▶ Excerpts of bounding box data:
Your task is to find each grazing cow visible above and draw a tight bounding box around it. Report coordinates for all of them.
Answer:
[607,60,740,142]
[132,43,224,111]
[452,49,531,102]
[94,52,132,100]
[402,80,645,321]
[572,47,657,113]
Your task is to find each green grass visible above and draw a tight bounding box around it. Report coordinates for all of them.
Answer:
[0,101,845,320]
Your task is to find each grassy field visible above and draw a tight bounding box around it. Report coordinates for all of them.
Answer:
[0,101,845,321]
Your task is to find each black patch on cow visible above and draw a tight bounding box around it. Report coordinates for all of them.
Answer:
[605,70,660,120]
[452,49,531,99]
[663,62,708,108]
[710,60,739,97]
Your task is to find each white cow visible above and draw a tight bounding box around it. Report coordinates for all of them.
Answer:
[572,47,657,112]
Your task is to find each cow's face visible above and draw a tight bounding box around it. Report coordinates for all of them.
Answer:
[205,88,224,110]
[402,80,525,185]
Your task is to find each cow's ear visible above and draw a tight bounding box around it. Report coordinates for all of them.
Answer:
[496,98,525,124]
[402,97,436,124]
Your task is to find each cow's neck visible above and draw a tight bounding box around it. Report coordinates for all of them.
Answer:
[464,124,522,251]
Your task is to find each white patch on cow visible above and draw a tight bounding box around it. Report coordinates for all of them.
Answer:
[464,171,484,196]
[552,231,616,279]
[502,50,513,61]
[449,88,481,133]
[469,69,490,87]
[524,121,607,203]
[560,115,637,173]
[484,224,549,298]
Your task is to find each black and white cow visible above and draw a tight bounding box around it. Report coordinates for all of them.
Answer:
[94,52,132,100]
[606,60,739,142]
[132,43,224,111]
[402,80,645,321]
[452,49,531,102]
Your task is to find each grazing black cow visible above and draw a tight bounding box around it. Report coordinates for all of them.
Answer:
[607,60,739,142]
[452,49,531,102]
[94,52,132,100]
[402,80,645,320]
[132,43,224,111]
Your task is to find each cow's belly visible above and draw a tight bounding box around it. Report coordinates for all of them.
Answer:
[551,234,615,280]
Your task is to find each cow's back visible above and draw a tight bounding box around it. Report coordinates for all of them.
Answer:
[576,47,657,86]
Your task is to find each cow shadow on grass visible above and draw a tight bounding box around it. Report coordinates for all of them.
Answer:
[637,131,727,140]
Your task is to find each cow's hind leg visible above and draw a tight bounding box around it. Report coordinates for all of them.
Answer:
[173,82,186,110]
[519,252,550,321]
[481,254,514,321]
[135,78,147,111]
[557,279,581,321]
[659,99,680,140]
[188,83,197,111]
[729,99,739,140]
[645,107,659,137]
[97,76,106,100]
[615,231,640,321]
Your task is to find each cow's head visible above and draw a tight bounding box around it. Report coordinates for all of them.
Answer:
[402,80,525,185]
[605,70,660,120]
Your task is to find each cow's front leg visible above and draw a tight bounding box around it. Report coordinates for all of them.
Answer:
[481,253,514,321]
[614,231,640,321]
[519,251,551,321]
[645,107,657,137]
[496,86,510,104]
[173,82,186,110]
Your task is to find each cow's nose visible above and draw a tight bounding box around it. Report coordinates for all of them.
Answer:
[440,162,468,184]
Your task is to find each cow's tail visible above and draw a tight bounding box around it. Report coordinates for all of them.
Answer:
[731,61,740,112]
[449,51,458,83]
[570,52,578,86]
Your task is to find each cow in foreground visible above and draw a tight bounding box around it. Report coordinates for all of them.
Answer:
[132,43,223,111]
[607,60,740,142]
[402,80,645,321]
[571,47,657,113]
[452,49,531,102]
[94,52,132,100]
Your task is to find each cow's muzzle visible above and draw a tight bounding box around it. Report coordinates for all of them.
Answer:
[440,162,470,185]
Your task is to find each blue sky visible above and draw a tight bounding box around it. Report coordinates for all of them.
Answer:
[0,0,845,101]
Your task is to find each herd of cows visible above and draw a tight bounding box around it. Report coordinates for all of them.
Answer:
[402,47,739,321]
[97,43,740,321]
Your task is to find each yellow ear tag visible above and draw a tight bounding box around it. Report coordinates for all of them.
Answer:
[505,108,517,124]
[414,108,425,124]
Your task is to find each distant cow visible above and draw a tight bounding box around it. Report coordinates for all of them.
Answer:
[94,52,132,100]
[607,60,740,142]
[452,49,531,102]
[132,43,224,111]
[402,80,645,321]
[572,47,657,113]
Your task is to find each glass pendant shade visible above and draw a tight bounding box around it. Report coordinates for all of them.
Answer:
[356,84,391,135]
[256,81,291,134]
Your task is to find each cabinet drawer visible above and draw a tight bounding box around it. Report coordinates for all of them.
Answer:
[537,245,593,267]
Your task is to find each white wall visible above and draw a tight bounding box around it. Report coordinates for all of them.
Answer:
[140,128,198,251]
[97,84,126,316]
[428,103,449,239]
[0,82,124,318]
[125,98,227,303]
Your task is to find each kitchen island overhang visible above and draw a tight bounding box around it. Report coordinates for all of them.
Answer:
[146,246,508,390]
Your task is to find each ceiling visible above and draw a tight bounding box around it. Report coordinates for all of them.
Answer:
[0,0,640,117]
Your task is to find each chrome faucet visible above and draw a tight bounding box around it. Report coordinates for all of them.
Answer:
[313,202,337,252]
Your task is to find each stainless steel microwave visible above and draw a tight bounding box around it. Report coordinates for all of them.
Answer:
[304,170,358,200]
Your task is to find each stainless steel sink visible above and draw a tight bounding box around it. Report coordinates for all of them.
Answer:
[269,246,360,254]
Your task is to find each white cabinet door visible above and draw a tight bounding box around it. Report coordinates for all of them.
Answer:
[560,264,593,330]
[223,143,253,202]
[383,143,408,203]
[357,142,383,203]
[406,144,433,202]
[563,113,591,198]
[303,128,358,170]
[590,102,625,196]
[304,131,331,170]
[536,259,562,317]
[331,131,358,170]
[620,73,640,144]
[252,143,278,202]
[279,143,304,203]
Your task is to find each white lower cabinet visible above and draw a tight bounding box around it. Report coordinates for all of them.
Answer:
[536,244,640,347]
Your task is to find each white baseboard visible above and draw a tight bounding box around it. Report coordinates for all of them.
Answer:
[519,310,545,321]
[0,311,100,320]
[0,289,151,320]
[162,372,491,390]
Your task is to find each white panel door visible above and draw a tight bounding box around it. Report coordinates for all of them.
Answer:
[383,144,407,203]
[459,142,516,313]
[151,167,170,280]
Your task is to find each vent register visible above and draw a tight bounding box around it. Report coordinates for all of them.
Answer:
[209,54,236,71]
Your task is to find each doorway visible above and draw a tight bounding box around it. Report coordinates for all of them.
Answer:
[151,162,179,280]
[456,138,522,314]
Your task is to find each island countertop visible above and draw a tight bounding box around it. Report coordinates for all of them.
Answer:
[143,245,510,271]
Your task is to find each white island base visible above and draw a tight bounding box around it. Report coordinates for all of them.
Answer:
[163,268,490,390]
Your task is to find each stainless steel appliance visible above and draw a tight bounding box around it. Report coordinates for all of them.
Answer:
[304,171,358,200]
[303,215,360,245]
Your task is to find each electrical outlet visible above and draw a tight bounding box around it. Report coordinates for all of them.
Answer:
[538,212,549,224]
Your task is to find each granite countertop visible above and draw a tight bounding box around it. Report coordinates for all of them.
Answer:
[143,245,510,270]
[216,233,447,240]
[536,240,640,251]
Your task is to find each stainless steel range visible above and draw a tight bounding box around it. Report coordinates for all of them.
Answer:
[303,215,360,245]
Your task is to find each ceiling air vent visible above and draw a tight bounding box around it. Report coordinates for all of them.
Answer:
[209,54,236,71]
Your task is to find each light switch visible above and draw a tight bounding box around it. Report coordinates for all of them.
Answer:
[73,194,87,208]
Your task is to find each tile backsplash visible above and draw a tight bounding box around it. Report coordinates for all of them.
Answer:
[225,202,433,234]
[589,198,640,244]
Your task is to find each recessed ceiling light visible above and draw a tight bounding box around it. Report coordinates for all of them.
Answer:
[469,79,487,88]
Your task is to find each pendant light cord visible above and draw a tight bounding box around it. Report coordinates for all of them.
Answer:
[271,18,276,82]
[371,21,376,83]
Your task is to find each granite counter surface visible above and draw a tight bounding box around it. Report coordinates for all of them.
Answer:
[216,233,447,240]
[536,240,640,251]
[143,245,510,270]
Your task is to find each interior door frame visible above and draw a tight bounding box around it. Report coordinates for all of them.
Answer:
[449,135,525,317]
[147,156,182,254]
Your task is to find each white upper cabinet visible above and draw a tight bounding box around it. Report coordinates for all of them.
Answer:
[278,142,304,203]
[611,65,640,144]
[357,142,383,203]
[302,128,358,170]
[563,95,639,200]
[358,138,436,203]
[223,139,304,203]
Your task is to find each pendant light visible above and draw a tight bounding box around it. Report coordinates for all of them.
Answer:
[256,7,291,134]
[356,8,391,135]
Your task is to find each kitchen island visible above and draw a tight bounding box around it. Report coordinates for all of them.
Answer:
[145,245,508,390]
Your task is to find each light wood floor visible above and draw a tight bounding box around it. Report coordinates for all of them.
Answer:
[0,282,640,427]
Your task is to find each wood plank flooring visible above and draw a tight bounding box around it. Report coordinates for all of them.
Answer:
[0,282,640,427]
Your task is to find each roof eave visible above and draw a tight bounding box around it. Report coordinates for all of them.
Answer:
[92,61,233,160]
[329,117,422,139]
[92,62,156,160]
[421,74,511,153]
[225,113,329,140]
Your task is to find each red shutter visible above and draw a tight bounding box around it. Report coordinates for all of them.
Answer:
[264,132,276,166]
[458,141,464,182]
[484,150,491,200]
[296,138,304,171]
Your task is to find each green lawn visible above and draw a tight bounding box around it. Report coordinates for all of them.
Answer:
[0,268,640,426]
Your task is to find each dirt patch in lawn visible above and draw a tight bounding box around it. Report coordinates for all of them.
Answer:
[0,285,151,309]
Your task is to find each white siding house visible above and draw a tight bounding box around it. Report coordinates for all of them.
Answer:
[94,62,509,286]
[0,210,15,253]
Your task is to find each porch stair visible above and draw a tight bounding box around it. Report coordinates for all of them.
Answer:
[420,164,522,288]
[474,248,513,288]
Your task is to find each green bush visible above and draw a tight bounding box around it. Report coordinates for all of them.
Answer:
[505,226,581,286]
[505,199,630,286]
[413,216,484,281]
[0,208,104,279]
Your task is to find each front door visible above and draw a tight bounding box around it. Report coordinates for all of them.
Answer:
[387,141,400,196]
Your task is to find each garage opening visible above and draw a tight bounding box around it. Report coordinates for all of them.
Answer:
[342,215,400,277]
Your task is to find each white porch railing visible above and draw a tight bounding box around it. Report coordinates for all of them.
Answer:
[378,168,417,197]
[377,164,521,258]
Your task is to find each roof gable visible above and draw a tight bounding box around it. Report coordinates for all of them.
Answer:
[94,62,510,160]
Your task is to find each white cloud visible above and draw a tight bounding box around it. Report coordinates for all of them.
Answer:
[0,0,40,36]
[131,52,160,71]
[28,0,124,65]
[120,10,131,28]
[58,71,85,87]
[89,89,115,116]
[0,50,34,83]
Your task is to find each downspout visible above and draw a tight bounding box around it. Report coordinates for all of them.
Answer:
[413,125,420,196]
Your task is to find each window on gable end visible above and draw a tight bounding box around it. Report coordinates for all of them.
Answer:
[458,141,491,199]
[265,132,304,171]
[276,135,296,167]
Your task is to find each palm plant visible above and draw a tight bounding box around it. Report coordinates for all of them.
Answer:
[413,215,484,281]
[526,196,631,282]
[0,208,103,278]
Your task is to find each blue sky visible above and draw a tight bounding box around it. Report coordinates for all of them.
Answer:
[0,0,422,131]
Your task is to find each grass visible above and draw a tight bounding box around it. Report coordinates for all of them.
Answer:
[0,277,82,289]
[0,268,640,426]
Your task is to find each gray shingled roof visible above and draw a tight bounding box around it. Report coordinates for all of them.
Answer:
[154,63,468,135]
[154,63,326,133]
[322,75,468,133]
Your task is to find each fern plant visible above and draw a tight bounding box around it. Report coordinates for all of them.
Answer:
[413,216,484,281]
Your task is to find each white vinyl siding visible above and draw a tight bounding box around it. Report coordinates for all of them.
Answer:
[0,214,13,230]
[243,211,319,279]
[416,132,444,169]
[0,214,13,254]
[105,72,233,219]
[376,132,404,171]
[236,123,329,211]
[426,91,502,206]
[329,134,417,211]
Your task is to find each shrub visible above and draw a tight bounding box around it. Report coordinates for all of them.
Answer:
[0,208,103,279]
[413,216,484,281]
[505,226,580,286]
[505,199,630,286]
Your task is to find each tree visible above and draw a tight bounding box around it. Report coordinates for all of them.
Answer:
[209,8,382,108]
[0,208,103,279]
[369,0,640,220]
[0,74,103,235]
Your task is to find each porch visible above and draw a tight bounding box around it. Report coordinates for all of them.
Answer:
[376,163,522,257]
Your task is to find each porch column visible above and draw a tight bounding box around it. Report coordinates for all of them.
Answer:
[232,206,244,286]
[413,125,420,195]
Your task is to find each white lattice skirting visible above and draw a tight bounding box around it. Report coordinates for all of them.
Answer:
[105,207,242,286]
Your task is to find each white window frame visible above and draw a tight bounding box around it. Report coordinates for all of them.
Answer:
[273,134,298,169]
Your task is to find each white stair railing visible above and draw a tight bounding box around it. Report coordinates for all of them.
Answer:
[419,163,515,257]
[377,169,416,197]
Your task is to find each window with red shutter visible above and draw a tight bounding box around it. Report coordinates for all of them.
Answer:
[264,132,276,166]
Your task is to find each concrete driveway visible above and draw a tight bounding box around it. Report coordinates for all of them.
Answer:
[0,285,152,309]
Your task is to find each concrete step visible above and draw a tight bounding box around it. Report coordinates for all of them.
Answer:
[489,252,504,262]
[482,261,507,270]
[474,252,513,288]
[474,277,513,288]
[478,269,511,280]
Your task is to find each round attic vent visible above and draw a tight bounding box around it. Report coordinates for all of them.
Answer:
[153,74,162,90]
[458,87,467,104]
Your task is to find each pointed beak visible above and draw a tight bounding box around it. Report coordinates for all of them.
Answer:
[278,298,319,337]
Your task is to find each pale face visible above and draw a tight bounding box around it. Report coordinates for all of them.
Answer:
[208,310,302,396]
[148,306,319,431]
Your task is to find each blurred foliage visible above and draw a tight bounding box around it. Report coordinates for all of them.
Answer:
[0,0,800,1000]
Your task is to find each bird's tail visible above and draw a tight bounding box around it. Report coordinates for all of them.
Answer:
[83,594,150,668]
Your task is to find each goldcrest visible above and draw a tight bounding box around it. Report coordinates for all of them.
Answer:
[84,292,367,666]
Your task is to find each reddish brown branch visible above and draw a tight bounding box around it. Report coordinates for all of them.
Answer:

▶ To do:
Reproduce the material from the line with "Your task is to find each glass" to the line with "[0,0,640,117]", swapping "cabinet drawer" for "storage drawer" and leaving everything else unchanged.

▶ Output of the task:
Your task is to find each glass pendant shade visible above and draw a tight bounding box around it. Report coordinates for all of them.
Answer:
[356,84,391,135]
[256,81,291,134]
Your task is to find each storage drawer visible above and draw a tight bounding box around it. Report coordinates for all of them.
Answer:
[537,245,593,267]
Your task is to find each white wall visible above and draw a tight bounding box around it. Report coordinates for all of them.
Answer:
[140,128,198,251]
[97,84,126,316]
[428,103,449,239]
[0,82,124,318]
[125,98,227,303]
Your task is to find each kitchen island overhang visible above and draw a tight bounding box around it. Report coordinates for all of them.
Answer:
[146,246,508,390]
Your task is to find each ceiling visible above and draw a tight bounding box around it. Report coordinates for all of them.
Answer:
[0,0,640,117]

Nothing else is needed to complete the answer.